• **AIM**
Convert everything in the rows below, from the line containing "Would you mind spotting the black front" down to the line containing "<point>219,239</point>", both included, into a JSON list of strings with one string per line and blank lines omitted.

(Dataset rows on where objects appear)

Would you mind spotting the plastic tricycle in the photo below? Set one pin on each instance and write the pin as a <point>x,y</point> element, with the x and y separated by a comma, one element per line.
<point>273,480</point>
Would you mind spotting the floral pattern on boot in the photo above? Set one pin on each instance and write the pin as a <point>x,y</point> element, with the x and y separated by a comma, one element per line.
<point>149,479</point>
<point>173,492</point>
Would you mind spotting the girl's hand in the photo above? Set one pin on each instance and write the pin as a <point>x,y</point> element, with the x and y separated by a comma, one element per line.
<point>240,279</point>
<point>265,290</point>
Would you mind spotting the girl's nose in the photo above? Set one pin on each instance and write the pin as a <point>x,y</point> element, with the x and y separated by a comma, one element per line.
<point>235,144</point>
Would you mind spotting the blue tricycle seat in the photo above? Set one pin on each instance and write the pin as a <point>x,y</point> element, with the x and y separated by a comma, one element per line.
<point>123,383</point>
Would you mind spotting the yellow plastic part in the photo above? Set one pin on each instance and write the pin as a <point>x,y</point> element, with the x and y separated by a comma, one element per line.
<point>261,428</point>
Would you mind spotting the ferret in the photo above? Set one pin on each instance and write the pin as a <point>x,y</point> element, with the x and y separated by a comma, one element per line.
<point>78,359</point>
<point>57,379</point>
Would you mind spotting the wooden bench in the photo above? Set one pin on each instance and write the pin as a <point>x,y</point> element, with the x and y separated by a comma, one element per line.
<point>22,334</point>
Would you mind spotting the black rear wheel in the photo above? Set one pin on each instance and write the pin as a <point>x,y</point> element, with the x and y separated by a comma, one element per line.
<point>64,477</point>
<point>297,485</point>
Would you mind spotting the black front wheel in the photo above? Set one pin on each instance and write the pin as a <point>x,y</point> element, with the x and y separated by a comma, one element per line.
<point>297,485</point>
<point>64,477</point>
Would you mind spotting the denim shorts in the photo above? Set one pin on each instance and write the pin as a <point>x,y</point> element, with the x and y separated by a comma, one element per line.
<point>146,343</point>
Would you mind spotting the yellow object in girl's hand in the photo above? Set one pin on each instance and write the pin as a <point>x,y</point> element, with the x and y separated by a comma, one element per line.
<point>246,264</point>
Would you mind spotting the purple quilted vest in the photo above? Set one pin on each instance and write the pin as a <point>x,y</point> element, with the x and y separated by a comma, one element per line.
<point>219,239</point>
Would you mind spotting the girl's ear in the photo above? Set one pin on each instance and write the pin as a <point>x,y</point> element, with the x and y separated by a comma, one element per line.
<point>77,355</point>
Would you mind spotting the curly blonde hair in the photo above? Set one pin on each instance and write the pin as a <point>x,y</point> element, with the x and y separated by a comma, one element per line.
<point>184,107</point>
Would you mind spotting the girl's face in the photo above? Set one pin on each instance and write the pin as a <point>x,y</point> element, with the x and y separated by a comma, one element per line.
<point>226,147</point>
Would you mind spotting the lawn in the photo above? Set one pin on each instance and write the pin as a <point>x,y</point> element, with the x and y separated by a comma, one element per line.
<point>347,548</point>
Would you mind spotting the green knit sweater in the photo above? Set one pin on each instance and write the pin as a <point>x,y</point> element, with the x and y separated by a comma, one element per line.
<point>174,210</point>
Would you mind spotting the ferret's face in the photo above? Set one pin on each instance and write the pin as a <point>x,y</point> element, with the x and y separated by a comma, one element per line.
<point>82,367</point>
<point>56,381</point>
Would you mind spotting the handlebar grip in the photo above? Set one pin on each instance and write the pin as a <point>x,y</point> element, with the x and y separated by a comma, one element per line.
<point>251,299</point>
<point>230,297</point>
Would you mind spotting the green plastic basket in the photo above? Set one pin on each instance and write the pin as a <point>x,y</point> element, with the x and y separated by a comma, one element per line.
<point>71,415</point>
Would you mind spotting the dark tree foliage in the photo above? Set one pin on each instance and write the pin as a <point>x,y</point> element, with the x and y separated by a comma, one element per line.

• **WRITTEN SOLUTION**
[
  "Would you mind spotting the black front wheel in the photo above? Set one pin on each instance and write the pin as a <point>x,y</point> element, with the x and y separated by a comma, one element per line.",
  "<point>297,485</point>",
  "<point>64,477</point>",
  "Would you mind spotting the denim shorts in the photo above? Set one pin on each instance and write the pin as a <point>x,y</point> element, with the x and y separated by a comma, one element per line.",
  "<point>146,343</point>",
  "Would you mind spotting the yellow object in girl's hand in the photo above? Set one pin on each instance and write the pin as a <point>x,y</point> element, with the x and y separated by a comma, one element per line.",
  "<point>246,264</point>",
  "Would you mind spotting the purple quilted vest in the photo above? Set one pin on each instance and write the pin as a <point>x,y</point> element, with the x and y separated by a comma, one element per line.",
  "<point>219,239</point>"
]